[Start of THE RECORDS]
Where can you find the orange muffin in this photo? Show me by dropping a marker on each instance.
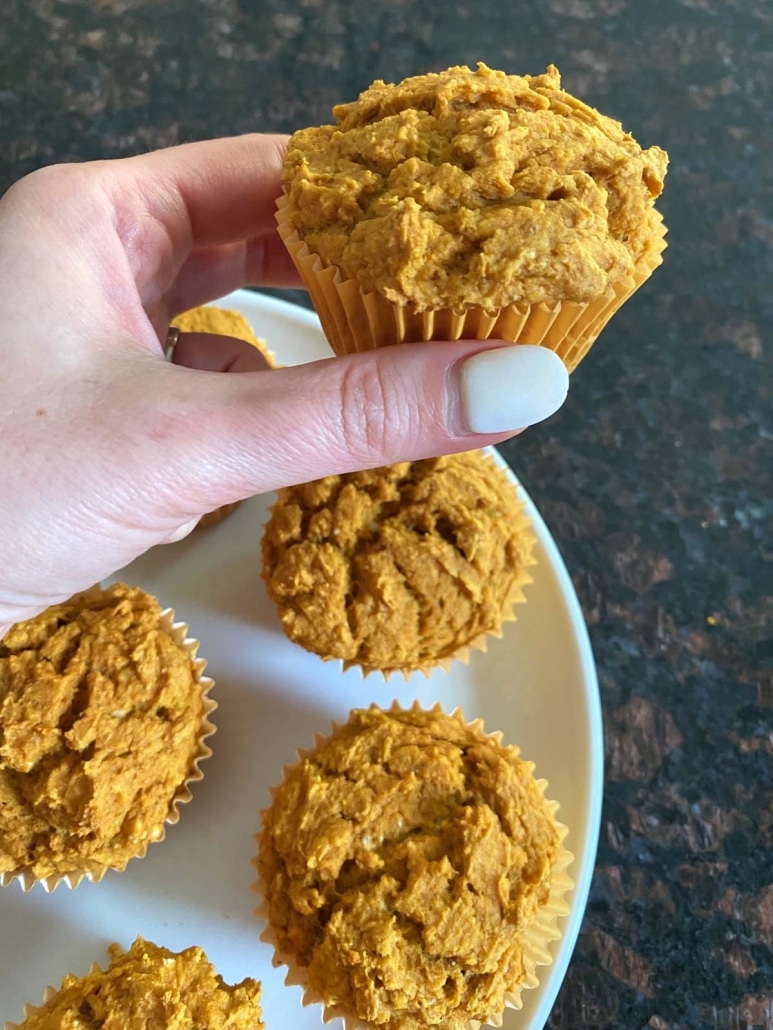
(221, 321)
(412, 872)
(470, 203)
(148, 988)
(103, 714)
(402, 568)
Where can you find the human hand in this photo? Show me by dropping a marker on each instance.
(106, 449)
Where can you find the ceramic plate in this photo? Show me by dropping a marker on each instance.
(537, 684)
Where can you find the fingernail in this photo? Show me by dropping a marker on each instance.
(511, 387)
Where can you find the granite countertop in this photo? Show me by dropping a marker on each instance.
(654, 479)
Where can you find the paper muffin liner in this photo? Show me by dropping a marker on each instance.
(464, 651)
(354, 320)
(95, 872)
(515, 596)
(536, 936)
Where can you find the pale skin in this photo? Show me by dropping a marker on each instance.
(105, 448)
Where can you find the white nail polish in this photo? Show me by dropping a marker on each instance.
(511, 387)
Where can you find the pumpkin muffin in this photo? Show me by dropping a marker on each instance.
(221, 321)
(148, 988)
(470, 203)
(412, 871)
(401, 568)
(103, 714)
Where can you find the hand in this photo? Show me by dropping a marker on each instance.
(106, 449)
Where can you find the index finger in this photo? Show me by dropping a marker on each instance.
(221, 191)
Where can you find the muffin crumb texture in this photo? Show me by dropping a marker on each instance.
(402, 860)
(150, 988)
(222, 321)
(398, 568)
(100, 716)
(474, 187)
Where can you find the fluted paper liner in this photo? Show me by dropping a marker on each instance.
(29, 1008)
(480, 642)
(354, 320)
(536, 937)
(178, 632)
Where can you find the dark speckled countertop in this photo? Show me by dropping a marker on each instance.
(656, 479)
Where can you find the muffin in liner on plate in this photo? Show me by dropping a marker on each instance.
(104, 714)
(147, 987)
(412, 872)
(470, 204)
(399, 569)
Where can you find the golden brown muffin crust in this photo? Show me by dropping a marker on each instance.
(100, 716)
(222, 321)
(474, 187)
(150, 988)
(402, 859)
(397, 568)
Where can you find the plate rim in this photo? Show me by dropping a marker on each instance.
(586, 862)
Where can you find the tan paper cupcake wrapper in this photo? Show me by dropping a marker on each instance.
(354, 320)
(96, 871)
(48, 993)
(536, 937)
(29, 1008)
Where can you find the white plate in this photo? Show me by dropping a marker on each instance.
(537, 684)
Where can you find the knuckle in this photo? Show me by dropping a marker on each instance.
(365, 428)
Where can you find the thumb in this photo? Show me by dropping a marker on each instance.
(228, 437)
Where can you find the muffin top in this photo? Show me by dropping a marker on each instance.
(150, 988)
(100, 715)
(474, 189)
(402, 860)
(398, 568)
(222, 321)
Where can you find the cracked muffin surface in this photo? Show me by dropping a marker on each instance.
(474, 187)
(403, 860)
(100, 716)
(398, 568)
(150, 988)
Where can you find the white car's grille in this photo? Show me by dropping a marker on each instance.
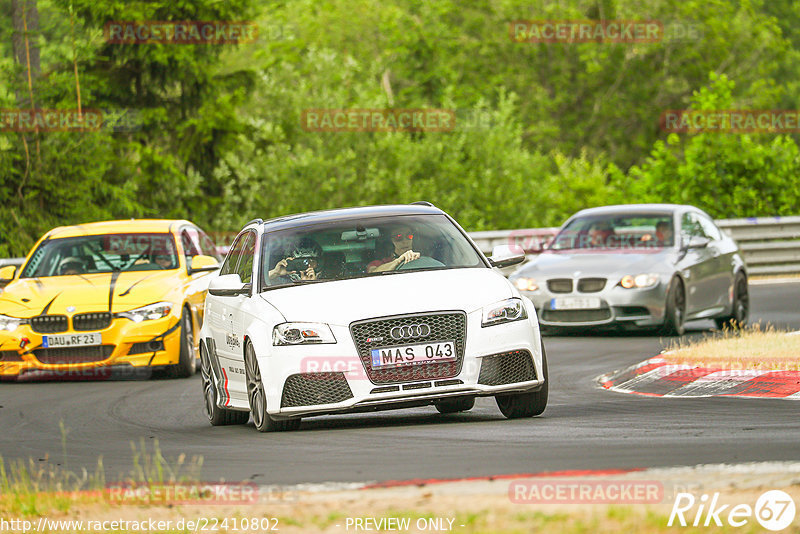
[End of THE RECORDS]
■ EXERCISE:
Repeat every one of the records above word for word, omitting the pictures.

■ ANSWER TO THE PROBLEM:
Where can you find the orange muffin in this photo? Show me by dropping a marker on each instance.
(221, 321)
(412, 872)
(470, 203)
(148, 988)
(103, 714)
(402, 568)
Where can you find the human hand in this photo? Show me by dropping a marker on each instance.
(106, 449)
Where can you find the ceramic plate in this photo? Show me by dropping a marker on each instance.
(537, 684)
Where can you find the fingernail in this photo? Show me by dropping a marker on each instance.
(511, 387)
Where can you find the granite countertop in this photo? Show me by dropping a marker on each instance.
(654, 479)
Where can you find the paper muffin liner in this photo? Show me by dropping a marker on each instance.
(464, 651)
(354, 320)
(95, 872)
(515, 596)
(536, 936)
Where can you find the pale skin in this photo? Show me by dropping a marker on each instance.
(105, 448)
Where can you find the white nail polish in this photo? Show me by dropping a marker on each instance.
(511, 387)
Where can you find the pumpkin muffin in this photo? Show me by dropping a marker on each instance.
(221, 321)
(148, 988)
(470, 203)
(412, 871)
(401, 568)
(103, 714)
Where can you find the hand in this photo? Show me by dropping a marker on each instance.
(106, 449)
Where can you find the index finger in this photo? Show me by dropping a marker on each instance.
(221, 191)
Where can you find the muffin crumb texture in this photo? Show me by dropping a marker on each instance.
(402, 860)
(150, 988)
(222, 321)
(398, 568)
(100, 716)
(474, 187)
Where can you find the fluted paper liner in this photo? Show me by dropping a marker on each instance.
(29, 1008)
(480, 642)
(354, 320)
(536, 937)
(178, 632)
Where can you find the dark speckled countertop in this photo? Show me by dropping a marker on each instance.
(656, 479)
Where can you find the muffin in liner on plate in this photo? Show me by dropping a marker on each instance.
(104, 714)
(147, 987)
(412, 872)
(470, 204)
(399, 569)
Where can you find the golden brown muffin crust in this photo? Show me by dropping a marker on each instance.
(100, 716)
(222, 321)
(474, 187)
(150, 988)
(402, 859)
(397, 568)
Where can you find the plate rim in this photo? Show me by dropping a marker on each instance.
(586, 862)
Where can you find the tan paper cupcake wrapper in this photo? Show me by dropping a marker on each instance.
(354, 320)
(96, 871)
(48, 993)
(536, 937)
(29, 1008)
Where can you find the white plate in this photo? Show me by dropping a marker on each instance.
(537, 684)
Where can you find the knuckle in this photo? Show me by dropping a marker on each instance.
(365, 428)
Where can you find the thumb in this photo? Show me by dropping a marker on each instance.
(228, 437)
Where can you find the muffin top in this photo? Show me by dropping a marker on each instance.
(150, 988)
(100, 715)
(474, 189)
(402, 860)
(398, 568)
(222, 321)
Where can you find the cracked muffin surface in this photo? Show me by dropping a marker on each instance.
(474, 187)
(403, 860)
(100, 716)
(398, 568)
(150, 988)
Where can you find the white car's grille in this photo? Show me by dropping a marker on each instance.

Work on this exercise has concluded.